**GIVEN PASSAGE:**

I was very tempted to go for this one, but couldn’t find info on whether this was a one-man operation or if there are any disaster recovery plans. Sounds cruel, but if that one single guy my email depends on gets hit by a bus…
It is. But as said, for personal email what’s the huge risk? You find a new provider, transfer your DNS records, and upload your old emails.
Make some backups of your emails, you should be anyway.
But they have a specific FAQ for this: https://purelymail.com/docs/companyPolicy#bus
Makes sense. I’m happy with my current provider but purelymail is a strong candidate for if I’m out of options.
I use Google Domains to create custom email addresses on the fly that syphons to my personal Gmail address.
If I subscribe to a service, say Netflix, I just put netflix@mydomain.com and it automagically exists and redirects to my Gmail.
You mean Squarespace? https://support.google.com/domains/answer/13689670
Acronyms, initialisms, abbreviations, contractions, and other phrases which expand to something larger, that I’ve seen in this thread:
Fewer Letters More Letters DNS Domain Name Service/System IMAP Internet Message Access Protocol for email SMTP Simple Mail Transfer Protocol VPN Virtual Private Network VPS Virtual Private Server (opposed to shared hosting)

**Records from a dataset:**
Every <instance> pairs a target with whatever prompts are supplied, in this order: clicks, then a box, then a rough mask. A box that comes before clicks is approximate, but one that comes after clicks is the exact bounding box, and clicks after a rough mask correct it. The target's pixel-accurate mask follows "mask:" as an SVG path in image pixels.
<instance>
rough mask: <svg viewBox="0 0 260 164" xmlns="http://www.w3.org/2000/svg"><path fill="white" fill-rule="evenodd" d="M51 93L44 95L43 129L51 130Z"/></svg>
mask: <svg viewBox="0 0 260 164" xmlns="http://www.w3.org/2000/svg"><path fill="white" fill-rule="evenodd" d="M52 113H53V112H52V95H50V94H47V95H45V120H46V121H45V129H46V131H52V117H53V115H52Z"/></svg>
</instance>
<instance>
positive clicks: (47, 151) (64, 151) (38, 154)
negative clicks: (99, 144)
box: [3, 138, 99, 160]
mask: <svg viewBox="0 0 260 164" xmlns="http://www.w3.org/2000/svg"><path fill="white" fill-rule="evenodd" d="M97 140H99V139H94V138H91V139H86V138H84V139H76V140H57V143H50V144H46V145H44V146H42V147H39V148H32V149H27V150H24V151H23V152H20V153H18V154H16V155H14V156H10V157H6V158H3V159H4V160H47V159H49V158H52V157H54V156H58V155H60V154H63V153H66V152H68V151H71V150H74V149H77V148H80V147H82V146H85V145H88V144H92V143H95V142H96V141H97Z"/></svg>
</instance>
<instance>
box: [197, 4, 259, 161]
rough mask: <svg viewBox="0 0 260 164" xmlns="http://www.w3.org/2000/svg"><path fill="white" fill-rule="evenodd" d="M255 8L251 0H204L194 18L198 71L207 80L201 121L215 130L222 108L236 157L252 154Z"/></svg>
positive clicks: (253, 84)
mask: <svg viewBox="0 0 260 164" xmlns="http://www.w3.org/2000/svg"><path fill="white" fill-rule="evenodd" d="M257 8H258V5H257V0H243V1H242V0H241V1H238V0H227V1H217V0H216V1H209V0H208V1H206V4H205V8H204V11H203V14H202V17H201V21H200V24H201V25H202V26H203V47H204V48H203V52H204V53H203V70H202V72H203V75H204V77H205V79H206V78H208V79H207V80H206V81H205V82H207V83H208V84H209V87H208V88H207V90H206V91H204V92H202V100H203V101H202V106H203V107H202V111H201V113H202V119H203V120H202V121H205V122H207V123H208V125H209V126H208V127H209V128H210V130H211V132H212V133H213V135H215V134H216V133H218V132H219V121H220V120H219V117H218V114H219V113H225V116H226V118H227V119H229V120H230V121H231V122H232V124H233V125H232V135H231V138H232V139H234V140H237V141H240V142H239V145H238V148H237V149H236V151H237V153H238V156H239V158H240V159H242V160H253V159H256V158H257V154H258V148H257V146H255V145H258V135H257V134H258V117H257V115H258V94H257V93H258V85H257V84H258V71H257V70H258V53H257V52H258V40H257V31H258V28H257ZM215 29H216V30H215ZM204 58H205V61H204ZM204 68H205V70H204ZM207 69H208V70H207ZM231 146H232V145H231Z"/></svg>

**TASK GOAL:** Please return, copied exactly, the portion of the email thread starting with "If I subscribe" and going on through "to shared hosting)".

**RESPONSE TO THIS EXERCISE:**
If I subscribe to a service, say Netflix, I just put netflix@mydomain.com and it automagically exists and redirects to my Gmail.
You mean Squarespace? https://support.google.com/domains/answer/13689670
Acronyms, initialisms, abbreviations, contractions, and other phrases which expand to something larger, that I’ve seen in this thread:
Fewer Letters More Letters DNS Domain Name Service/System IMAP Internet Message Access Protocol for email SMTP Simple Mail Transfer Protocol VPN Virtual Private Network VPS Virtual Private Server (opposed to shared hosting)